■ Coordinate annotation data
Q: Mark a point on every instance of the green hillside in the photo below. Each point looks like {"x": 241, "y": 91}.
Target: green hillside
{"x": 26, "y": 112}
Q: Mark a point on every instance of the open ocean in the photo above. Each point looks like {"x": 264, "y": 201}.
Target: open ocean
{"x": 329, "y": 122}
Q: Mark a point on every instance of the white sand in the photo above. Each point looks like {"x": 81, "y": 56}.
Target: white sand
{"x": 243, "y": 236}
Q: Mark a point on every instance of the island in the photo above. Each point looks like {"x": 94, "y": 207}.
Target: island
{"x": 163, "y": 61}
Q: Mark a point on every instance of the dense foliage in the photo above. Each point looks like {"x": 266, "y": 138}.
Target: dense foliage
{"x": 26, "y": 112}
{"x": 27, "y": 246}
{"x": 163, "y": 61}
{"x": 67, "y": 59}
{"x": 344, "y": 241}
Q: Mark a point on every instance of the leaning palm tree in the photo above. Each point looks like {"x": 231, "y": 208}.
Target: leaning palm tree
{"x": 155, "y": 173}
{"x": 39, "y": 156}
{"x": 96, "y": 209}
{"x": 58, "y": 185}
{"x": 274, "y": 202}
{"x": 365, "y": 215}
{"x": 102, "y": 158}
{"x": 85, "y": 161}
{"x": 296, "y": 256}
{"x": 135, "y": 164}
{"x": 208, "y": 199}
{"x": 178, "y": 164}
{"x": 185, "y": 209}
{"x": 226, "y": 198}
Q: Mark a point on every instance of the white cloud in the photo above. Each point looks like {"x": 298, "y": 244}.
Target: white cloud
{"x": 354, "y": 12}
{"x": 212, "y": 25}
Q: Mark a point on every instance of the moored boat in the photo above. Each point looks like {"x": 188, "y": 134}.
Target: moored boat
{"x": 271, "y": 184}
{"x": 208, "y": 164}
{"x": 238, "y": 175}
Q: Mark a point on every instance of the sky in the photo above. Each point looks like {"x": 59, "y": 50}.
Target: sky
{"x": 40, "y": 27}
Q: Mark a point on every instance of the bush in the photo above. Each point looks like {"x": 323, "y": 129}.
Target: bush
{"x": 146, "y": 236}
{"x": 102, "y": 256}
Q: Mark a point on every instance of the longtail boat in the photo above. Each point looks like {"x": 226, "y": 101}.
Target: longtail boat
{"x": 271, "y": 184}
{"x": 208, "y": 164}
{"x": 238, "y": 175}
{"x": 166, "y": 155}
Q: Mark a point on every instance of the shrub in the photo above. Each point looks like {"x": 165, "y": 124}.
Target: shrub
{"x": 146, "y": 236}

■ WORK INSTRUCTIONS
Return the data above line for line, with every character unchanged.

■ WRITTEN RESPONSE
Q: Mark a point on every instance of the green hillside in the photo below. Each point looks like {"x": 241, "y": 91}.
Target: green hillside
{"x": 26, "y": 112}
Q: Mark a point on every instance of the open ocean in the photo above. Each point looks like {"x": 264, "y": 201}.
Target: open ocean
{"x": 329, "y": 122}
Q: Mark a point on every instance of the white sand in the photo above. Each point looks like {"x": 81, "y": 56}.
Target: white sand
{"x": 243, "y": 236}
Q: Mark a point on every instance of the island in the photo above. Each point looks like {"x": 94, "y": 207}.
Target: island
{"x": 163, "y": 61}
Q: Mark a point on every instance of the dense foliage in the photo above. Each point looks like {"x": 266, "y": 138}.
Target: dense foliage
{"x": 26, "y": 112}
{"x": 27, "y": 246}
{"x": 163, "y": 61}
{"x": 67, "y": 59}
{"x": 344, "y": 241}
Q: Mark a point on every instance of the leaning palm tree in the photo above. Each point looks like {"x": 231, "y": 208}.
Target: leaning palm tree
{"x": 155, "y": 173}
{"x": 39, "y": 156}
{"x": 96, "y": 209}
{"x": 58, "y": 185}
{"x": 274, "y": 202}
{"x": 365, "y": 215}
{"x": 102, "y": 158}
{"x": 85, "y": 161}
{"x": 296, "y": 256}
{"x": 135, "y": 164}
{"x": 208, "y": 199}
{"x": 178, "y": 164}
{"x": 185, "y": 209}
{"x": 226, "y": 198}
Q: Mark a point on every instance of the white cloud in the photo above. Each point looks like {"x": 298, "y": 244}.
Target: white cloud
{"x": 354, "y": 12}
{"x": 212, "y": 25}
Q: Mark a point on every instance of the moored boat in the photo above. Each point looks like {"x": 188, "y": 134}.
Target: moored boat
{"x": 271, "y": 184}
{"x": 208, "y": 164}
{"x": 238, "y": 175}
Q: Mark a point on every instance of the sky in the photo above. Each point looks like {"x": 59, "y": 50}.
Target: sky
{"x": 40, "y": 27}
Q: Mark a point on every instance of the bush in the photo above. Each point looks like {"x": 323, "y": 129}.
Target: bush
{"x": 146, "y": 236}
{"x": 102, "y": 256}
Q: Mark a point on every instance of the longtail boat in the photo above. Each point looks like {"x": 226, "y": 101}.
Target: longtail boat
{"x": 271, "y": 184}
{"x": 208, "y": 164}
{"x": 238, "y": 175}
{"x": 166, "y": 155}
Q: Mark a point on every instance of the shrub in the photo above. Each point looks like {"x": 165, "y": 124}.
Target: shrub
{"x": 146, "y": 236}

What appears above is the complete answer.